# Problem statement
Transcribe all of the listing below in full.

# Materials provided
Content starts

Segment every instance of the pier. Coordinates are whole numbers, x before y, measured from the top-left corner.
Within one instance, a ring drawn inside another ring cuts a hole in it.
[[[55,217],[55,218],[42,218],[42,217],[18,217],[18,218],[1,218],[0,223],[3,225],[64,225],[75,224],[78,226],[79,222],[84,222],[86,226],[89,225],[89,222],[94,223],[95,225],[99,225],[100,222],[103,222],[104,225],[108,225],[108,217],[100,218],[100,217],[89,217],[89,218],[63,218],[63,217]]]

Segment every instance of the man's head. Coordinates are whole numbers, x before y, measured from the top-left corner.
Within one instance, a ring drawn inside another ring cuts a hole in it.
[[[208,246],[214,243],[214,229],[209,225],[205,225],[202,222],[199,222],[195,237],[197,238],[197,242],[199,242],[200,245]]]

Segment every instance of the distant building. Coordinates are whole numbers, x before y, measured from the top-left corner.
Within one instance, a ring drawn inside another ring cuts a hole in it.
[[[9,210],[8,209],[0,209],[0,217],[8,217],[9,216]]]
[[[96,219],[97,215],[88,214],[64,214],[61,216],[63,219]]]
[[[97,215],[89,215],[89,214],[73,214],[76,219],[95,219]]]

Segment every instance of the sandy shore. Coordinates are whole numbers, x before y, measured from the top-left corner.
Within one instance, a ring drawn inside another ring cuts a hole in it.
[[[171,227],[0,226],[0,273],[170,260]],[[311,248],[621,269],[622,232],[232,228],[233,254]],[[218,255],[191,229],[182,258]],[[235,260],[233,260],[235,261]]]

Content ends

# Answer for this exercise
Segment every instance of the pier. Coordinates are whole numbers, x before y, measured from the top-left corner.
Within one instance, a ring drawn inside another ring cuts a hole in it.
[[[55,217],[55,218],[42,218],[42,217],[18,217],[18,218],[1,218],[0,223],[3,225],[64,225],[75,224],[78,226],[79,222],[84,222],[86,226],[89,225],[89,222],[94,223],[95,225],[99,225],[100,222],[103,222],[104,225],[108,225],[108,217],[100,218],[100,217],[89,217],[89,218],[63,218],[63,217]]]

Segment every instance of the man's head. Coordinates are whole numbers, x before y, measured from the top-left corner.
Within one instance, a ring drawn inside another ring cuts a hole in it.
[[[208,246],[214,243],[214,229],[209,225],[205,225],[202,222],[199,222],[195,237],[197,238],[197,242],[199,242],[200,245]]]

Segment every instance of the distant building. Coordinates are whole numbers, x before y, measured from the top-left corner.
Within one instance, a ring drawn inside another ring cuts a hole in it.
[[[9,210],[8,209],[0,209],[0,217],[8,217],[9,216]]]
[[[96,219],[97,215],[88,214],[64,214],[61,216],[63,219]]]
[[[97,215],[89,215],[89,214],[73,214],[76,219],[95,219]]]

Segment every instance of the sandy shore. Coordinates are whole numbers, x before y, measured from the top-left corner.
Within one instance, a ring drawn inside another ring cuts a hole in it.
[[[171,227],[0,226],[0,273],[170,260]],[[311,248],[621,269],[622,232],[232,228],[233,254]],[[218,255],[191,229],[182,258]],[[235,260],[233,260],[235,261]]]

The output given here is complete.